Tindakan yang Diperlukan A: Tuliskan kembali kata demi kata bagian teks tentang otonomi daerah, mulai dari "Pengertian sebagaimana dikemukakan" dan berlanjut hingga "tertentu dan sebagainya.".

Bagian Teks:
Undang Undang yang mengatur otonomi daerah saat ini adalah Undang Undang Nomor 32 Tahun 2004, tentang Pemerintahan Daerah    sebagai pengganti Undang Undang Nomor 22 Tahun 1999 tentang Pemerintahan Daerah dan Undang Undang Nomor 5 Tahun 1974 tentang Pokok Pokok Pemerintahan di Daerah.
Menurut Koesoemahatmadja istilah Otonomi berasal dari bahasa   Yunani   yang   terdiri dari atas penggalang dua kata yakni : autos dan nomos,  Autosbararti sendiri, Nomos berarti Undang-undang. Jadi Otonomi berarti membuat Undang-undang sendiri. Dalam perkembangannya konsep Otonomi Daerah, selain mengandung arti membuat Peraturan Daerah juga utamanya mencakup pemerintahan sendiri
Dari pengertian tersebut dapat dipahami bahwa otonomi daerah mempunyai kewenangan untuk merumuskan pokok-pokok hukum berupa peraturan daerah, khususnya dalam rangka penyelenggaraan pemerintahan.
Menurur Syamsul Bachri, bahwa pemberian otonomi bukan hanya sekedar persoalan penambahan jumlah urusan atau persoalan perimbangan  keuangan antara Pusat dan Daerah, akan tetapi yang penting adalah : (1) adanya otoritas (authority)yang secara esensial menimbulkan hak untuk mengatur dan mengurus otonomi daerah, (2).Pemerintah  Daerah dan segenap lembaga-lembaga Daerah memiliki full authority, full responsibility dan full accountability, dan (3). Tak ada lagi problem birokrasi klasik dan pemerintahan sentralistik
Rumusan daerah  otonom dan otonomi daerah kita dapat menemukan dalam berbagai referensi di bidang pemerintahan, namun pengertian atau definisi yang akan dikemukakan dalam pembahasan ini, adalah menurut Undang Undang Nomor 5 Tahun 1974,  Undang Undang Nomor 22 Tahun 1999 dan Undang Undang Nomor 32 Tahun 2004.
Di  dalam  Undang  Undang  Nomor  5  tahun 1974, pada Pasal 1 Huruf e daerah otonom, selanjutnya disebut daerah, adalah kesatuan masyarakat hukum yang mempunyai batas wilayah tertentu yang berhak, berwenang dan berkewajiban mengatur dan mengurus rumah tangganya sendiri dalam ikatan Negara Kesatuan Republik Indonesia (NKRI), sesuai dengan peraturan perundang-undangan yang berlaku.
Pengertian sebagaimana dikemukakan di atas, menunjukkan bahwa suatu wilayah tertentu sebagai daerah otonom memiliki kriteria atau syarat tertentu yang tidak selalu dapat dipahami oleh wilayah lainnya, misalnya dengan adanya status kesatuan masyarakat hukum, batas wilayah tertentu dan sebagainya.

Tindakan yang Diperlukan B: Kutip persis baris-baris dalam catatan di bawah, mulai dari baris yang memuat "This document's <instance>" dan berlanjut hingga baris yang memuat "box: [216, 201, 348, 235]".

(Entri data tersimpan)
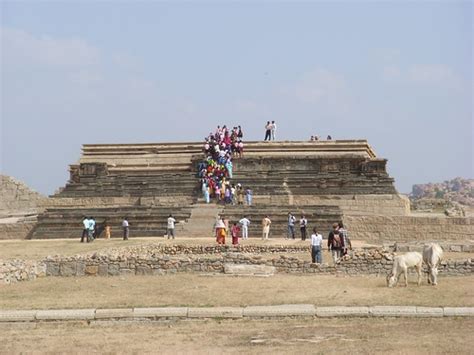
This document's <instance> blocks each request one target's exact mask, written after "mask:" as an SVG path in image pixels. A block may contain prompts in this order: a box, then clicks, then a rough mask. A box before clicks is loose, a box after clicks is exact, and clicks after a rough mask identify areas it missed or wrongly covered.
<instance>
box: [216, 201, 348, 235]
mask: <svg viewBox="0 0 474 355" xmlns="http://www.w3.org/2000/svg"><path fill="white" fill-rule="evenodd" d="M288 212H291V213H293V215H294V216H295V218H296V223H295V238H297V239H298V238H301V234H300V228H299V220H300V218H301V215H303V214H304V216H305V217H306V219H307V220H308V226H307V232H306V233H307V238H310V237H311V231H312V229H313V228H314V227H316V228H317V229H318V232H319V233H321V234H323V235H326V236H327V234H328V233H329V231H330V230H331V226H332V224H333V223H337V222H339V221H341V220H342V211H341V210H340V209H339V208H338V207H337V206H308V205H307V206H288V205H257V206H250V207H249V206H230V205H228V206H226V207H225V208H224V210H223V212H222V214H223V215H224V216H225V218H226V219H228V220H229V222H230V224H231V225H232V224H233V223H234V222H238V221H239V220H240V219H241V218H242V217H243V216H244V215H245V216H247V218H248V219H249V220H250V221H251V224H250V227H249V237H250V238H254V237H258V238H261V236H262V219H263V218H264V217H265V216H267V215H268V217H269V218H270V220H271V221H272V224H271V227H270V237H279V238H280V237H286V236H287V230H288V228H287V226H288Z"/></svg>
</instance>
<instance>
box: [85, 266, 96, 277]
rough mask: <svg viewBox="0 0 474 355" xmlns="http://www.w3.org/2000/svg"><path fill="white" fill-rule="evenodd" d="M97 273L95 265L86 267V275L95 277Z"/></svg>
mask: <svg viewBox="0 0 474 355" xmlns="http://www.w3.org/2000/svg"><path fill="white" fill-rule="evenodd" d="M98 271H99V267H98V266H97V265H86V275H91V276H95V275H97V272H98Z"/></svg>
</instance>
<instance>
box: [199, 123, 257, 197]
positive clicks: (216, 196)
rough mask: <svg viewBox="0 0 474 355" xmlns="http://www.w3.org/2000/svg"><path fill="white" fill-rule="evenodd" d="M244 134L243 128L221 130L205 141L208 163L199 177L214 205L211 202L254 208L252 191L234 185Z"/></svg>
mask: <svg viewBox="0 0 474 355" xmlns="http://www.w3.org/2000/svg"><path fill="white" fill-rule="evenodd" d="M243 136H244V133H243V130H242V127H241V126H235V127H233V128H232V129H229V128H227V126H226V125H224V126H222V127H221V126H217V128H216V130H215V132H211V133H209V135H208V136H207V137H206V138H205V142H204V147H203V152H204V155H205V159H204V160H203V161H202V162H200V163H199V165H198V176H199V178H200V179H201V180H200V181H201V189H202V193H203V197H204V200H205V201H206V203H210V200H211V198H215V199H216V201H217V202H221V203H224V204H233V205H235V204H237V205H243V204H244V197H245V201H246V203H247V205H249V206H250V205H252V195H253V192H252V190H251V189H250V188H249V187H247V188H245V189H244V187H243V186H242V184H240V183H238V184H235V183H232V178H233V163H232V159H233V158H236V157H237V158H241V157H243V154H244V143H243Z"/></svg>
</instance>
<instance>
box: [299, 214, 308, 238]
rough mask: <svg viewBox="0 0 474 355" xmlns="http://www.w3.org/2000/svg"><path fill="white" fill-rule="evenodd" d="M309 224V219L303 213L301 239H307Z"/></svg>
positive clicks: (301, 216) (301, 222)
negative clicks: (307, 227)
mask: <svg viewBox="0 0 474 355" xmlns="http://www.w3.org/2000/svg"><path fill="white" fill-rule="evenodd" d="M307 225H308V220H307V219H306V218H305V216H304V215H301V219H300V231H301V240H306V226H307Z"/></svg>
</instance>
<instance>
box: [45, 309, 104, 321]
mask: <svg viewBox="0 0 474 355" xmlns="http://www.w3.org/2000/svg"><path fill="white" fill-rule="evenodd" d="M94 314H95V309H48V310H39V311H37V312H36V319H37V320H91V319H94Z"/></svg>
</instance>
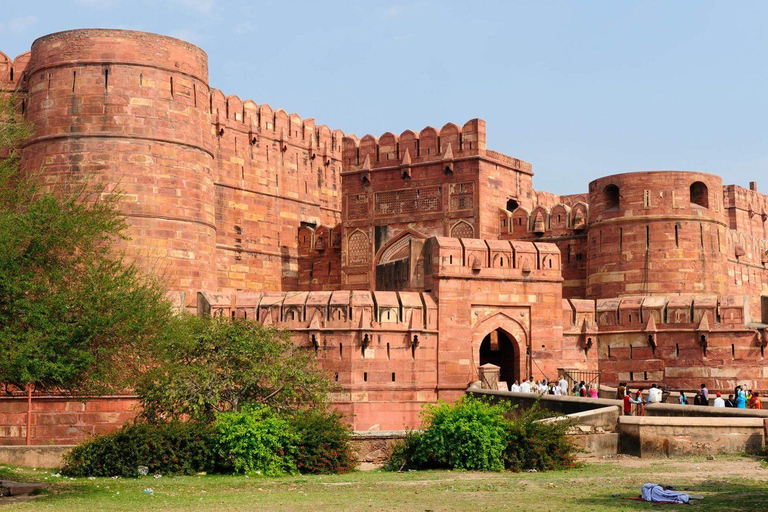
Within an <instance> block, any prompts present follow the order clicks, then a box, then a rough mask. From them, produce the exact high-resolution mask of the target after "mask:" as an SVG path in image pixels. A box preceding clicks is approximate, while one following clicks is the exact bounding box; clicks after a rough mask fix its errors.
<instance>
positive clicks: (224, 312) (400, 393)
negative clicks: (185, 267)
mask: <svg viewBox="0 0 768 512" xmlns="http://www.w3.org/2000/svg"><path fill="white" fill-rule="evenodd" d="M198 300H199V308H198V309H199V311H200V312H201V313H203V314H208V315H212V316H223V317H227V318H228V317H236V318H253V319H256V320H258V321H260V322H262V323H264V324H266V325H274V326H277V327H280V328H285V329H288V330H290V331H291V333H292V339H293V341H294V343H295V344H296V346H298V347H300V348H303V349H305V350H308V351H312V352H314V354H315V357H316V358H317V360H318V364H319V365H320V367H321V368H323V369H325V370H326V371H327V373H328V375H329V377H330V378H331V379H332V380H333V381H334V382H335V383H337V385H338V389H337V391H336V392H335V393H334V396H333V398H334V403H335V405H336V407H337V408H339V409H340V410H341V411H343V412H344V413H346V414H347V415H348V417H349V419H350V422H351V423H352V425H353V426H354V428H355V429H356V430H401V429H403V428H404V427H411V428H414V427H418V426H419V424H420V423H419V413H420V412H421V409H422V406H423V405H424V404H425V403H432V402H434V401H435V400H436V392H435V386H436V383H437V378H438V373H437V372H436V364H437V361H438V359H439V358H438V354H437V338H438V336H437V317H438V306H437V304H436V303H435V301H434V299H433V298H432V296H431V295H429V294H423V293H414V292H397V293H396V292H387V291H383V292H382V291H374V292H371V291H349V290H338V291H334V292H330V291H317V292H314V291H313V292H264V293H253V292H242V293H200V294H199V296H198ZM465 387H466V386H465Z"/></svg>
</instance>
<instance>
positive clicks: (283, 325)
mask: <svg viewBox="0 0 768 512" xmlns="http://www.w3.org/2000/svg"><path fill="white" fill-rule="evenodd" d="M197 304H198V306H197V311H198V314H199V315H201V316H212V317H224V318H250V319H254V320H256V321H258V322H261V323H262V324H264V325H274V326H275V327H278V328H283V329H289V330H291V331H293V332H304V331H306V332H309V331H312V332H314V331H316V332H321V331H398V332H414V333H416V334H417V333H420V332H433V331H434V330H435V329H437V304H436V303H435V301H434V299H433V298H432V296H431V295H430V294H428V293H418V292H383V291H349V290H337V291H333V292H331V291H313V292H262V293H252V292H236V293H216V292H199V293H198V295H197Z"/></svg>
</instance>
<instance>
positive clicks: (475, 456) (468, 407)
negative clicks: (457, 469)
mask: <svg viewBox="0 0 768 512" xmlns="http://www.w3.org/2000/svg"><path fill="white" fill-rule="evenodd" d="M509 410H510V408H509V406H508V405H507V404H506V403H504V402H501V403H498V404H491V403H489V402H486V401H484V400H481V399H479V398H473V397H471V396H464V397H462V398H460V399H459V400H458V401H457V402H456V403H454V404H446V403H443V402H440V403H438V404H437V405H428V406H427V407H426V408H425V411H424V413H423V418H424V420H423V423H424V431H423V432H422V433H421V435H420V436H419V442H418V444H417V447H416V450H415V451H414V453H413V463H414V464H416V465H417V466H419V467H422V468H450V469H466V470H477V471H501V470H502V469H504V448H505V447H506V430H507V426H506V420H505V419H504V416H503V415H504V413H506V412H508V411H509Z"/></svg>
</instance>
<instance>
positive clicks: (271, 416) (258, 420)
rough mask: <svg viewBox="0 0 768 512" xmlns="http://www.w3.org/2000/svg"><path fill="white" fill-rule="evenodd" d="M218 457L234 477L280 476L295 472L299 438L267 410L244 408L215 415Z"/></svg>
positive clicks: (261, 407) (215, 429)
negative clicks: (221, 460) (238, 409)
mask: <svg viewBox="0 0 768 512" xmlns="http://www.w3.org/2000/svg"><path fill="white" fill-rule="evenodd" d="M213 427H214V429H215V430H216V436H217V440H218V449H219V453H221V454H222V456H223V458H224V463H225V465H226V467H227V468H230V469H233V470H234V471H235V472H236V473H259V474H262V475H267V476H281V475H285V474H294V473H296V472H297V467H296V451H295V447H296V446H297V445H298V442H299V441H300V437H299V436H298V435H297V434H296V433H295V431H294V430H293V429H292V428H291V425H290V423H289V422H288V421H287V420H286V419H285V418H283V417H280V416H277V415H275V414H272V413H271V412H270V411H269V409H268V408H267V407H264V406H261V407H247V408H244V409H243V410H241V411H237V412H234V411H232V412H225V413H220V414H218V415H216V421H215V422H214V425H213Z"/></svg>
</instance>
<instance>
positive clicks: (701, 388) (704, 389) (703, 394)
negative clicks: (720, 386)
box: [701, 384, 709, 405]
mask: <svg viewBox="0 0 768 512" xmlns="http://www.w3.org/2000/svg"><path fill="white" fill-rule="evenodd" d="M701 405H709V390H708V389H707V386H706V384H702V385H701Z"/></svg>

==

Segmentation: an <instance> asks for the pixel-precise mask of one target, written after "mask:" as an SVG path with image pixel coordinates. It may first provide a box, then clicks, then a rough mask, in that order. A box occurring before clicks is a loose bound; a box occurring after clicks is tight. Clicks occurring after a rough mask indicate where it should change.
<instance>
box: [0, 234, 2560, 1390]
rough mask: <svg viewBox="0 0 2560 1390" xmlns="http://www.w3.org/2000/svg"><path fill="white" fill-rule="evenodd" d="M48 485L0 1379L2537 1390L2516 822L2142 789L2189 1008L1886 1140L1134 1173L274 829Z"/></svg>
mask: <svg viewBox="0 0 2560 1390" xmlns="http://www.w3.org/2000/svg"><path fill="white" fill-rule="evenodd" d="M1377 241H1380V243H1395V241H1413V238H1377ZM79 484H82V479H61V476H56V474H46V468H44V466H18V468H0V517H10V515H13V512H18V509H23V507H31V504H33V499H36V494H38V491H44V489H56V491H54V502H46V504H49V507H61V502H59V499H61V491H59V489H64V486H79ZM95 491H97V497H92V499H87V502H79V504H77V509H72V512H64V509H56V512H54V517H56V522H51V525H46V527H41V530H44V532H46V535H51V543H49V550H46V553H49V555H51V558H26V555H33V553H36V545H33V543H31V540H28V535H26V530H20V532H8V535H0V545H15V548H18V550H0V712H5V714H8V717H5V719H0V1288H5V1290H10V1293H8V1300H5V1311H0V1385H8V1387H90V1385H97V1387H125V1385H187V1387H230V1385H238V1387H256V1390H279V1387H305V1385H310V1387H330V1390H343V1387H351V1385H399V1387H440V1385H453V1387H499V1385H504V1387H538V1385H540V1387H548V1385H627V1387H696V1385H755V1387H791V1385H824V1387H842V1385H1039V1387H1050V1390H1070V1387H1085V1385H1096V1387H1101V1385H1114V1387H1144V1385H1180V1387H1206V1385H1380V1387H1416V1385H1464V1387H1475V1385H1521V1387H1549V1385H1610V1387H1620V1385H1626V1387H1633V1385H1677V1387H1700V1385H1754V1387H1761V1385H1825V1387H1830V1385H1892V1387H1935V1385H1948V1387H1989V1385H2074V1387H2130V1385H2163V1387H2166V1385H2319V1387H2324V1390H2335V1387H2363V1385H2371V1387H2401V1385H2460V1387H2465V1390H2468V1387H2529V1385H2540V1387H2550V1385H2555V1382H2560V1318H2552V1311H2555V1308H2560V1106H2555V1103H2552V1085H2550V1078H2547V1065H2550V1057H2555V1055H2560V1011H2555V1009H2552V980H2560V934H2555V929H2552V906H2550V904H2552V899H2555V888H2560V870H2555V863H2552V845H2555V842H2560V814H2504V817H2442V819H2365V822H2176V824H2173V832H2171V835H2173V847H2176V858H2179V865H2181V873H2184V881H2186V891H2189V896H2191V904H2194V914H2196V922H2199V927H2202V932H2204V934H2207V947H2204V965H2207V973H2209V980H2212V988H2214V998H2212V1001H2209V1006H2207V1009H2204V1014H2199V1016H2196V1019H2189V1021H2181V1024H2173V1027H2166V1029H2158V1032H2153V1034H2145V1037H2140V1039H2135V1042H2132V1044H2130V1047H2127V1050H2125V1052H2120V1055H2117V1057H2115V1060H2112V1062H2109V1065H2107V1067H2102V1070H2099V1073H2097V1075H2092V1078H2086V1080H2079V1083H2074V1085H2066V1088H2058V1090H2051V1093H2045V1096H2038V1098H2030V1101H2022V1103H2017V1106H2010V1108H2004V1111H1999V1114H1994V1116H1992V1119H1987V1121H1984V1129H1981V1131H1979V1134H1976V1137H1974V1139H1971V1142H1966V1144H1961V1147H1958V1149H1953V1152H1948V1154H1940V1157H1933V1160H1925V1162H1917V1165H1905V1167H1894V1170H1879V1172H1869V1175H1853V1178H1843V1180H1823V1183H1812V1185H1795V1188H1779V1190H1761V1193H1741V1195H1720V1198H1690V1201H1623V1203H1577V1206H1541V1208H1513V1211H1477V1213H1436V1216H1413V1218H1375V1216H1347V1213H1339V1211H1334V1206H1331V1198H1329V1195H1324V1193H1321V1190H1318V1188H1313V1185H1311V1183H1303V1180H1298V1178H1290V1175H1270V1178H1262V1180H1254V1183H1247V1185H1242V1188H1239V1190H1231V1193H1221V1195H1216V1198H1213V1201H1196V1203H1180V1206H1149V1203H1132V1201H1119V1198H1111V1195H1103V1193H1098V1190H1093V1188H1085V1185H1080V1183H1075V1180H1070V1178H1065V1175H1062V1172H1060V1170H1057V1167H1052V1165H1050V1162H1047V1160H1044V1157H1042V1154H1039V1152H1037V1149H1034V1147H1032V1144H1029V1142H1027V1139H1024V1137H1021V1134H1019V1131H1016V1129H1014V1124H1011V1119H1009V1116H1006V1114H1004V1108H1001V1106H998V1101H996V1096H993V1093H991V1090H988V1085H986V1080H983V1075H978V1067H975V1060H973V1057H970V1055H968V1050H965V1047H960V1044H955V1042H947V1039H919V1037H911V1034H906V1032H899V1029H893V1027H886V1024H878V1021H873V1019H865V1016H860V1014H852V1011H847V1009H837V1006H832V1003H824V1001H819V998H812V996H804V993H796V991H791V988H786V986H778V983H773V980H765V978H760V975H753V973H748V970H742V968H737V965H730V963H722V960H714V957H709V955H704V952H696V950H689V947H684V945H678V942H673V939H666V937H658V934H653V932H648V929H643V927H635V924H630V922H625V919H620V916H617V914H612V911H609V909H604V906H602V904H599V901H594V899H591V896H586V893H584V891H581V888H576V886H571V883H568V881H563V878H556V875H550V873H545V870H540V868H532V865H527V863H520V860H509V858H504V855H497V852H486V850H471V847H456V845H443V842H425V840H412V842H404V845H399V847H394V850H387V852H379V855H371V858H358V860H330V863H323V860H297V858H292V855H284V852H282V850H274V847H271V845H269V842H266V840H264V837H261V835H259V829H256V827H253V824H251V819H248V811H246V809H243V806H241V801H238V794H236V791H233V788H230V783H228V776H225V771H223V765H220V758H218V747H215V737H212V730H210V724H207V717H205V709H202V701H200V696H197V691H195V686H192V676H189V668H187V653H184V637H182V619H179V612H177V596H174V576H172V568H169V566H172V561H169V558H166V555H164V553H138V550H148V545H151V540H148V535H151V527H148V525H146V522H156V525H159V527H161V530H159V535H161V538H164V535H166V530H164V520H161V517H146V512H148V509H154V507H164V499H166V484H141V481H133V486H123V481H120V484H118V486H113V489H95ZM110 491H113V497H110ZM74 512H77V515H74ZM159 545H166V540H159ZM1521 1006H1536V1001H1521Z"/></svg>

Jawaban Anda A:
Pengertian sebagaimana dikemukakan di atas, menunjukkan bahwa suatu wilayah tertentu sebagai daerah otonom memiliki kriteria atau syarat tertentu yang tidak selalu dapat dipahami oleh wilayah lainnya, misalnya dengan adanya status kesatuan masyarakat hukum, batas wilayah tertentu dan sebagainya.

Jawaban Anda B:
This document's <instance> blocks each request one target's exact mask, written after "mask:" as an SVG path in image pixels. A block may contain prompts in this order: a box, then clicks, then a rough mask. A box before clicks is loose, a box after clicks is exact, and clicks after a rough mask identify areas it missed or wrongly covered.
<instance>
box: [216, 201, 348, 235]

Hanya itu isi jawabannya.